> **TÂCHE COURTE**: Redimensionne les lignes qui partent de celle contenant "Doubt it, but supposedly the tree" et vont jusqu'à celle contenant "[28,0,730,117]", ces deux lignes comprises. Recopie-les toutes, demandes incluses, en multipliant chaque coordonnée des boîtes englobantes par 0,95 et en arrondissant à l'entier, les demis vers le haut.

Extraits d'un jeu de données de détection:
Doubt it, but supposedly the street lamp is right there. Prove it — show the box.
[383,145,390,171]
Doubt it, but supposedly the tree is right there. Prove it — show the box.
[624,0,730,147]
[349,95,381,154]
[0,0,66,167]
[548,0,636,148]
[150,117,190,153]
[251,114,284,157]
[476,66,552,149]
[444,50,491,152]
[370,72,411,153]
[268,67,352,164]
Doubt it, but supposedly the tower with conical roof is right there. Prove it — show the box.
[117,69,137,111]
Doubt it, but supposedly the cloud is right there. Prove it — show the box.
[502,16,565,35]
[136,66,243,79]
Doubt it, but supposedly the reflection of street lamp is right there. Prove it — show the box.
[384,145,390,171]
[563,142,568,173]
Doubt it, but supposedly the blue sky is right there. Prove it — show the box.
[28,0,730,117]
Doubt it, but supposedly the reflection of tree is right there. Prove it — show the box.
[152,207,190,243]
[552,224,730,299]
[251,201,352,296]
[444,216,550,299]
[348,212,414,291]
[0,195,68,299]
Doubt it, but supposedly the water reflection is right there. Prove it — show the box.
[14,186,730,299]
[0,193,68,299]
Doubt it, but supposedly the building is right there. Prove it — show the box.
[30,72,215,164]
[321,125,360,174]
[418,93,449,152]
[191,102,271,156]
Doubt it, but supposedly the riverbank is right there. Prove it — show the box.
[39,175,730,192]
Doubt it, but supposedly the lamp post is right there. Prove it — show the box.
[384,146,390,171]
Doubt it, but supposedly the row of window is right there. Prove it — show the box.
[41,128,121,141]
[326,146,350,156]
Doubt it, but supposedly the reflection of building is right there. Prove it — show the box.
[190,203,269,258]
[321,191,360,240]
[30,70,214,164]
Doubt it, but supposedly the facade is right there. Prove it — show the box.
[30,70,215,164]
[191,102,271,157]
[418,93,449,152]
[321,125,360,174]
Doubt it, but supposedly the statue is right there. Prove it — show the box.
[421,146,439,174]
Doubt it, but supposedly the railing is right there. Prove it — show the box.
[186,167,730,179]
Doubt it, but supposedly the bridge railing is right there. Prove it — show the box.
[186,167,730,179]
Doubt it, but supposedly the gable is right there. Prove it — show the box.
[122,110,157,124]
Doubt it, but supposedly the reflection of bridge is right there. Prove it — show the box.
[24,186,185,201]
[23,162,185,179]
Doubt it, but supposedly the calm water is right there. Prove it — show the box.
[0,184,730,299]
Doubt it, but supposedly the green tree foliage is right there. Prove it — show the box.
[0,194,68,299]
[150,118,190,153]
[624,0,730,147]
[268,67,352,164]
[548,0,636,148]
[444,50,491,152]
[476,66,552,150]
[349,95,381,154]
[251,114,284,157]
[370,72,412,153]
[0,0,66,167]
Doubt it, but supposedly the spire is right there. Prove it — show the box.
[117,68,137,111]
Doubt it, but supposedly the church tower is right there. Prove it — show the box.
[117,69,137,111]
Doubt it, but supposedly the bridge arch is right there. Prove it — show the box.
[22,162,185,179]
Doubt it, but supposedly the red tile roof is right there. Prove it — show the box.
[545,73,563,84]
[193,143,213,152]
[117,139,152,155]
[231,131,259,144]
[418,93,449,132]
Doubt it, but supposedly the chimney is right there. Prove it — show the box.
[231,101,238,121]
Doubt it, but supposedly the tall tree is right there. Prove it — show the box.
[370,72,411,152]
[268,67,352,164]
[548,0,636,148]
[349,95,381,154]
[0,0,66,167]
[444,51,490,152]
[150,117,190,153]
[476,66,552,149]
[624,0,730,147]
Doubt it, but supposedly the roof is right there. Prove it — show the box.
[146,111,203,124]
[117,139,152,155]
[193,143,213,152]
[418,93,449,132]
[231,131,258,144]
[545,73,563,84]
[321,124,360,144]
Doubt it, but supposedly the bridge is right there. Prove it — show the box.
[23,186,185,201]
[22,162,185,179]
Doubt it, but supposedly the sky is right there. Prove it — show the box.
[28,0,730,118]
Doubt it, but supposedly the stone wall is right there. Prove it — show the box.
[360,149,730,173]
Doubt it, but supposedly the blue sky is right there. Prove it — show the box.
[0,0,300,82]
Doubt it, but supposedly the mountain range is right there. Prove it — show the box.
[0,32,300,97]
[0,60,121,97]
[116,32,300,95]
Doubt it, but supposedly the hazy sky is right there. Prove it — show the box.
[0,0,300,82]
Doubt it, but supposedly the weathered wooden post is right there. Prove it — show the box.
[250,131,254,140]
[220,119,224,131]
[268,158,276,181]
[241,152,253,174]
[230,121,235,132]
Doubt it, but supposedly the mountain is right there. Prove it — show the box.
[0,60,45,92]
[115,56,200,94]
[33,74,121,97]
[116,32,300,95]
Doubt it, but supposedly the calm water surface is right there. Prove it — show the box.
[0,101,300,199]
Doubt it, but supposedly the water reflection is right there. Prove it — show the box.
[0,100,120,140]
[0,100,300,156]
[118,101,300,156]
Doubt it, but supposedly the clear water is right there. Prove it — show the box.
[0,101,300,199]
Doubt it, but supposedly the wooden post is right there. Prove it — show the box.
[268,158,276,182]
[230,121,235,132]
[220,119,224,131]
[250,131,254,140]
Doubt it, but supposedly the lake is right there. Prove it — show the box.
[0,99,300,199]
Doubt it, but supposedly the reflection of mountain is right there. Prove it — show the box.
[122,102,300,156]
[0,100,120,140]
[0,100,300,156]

> **RÉPONSE**:
Doubt it, but supposedly the tree is right there. Prove it — show the box.
[593,0,694,140]
[332,90,362,146]
[0,0,63,159]
[521,0,604,141]
[143,111,181,145]
[238,108,270,149]
[452,63,524,142]
[422,48,466,144]
[352,68,390,145]
[255,64,334,156]
Doubt it, but supposedly the tower with conical roof is right there. Prove it — show the box.
[111,66,130,105]
Doubt it, but supposedly the cloud is right there. Prove it — show the box.
[477,15,537,33]
[129,63,231,75]
Doubt it, but supposedly the reflection of street lamp is right there. Prove it — show the box.
[365,138,371,162]
[535,135,540,164]
Doubt it, but supposedly the blue sky is right there. Prove it — show the box.
[27,0,694,111]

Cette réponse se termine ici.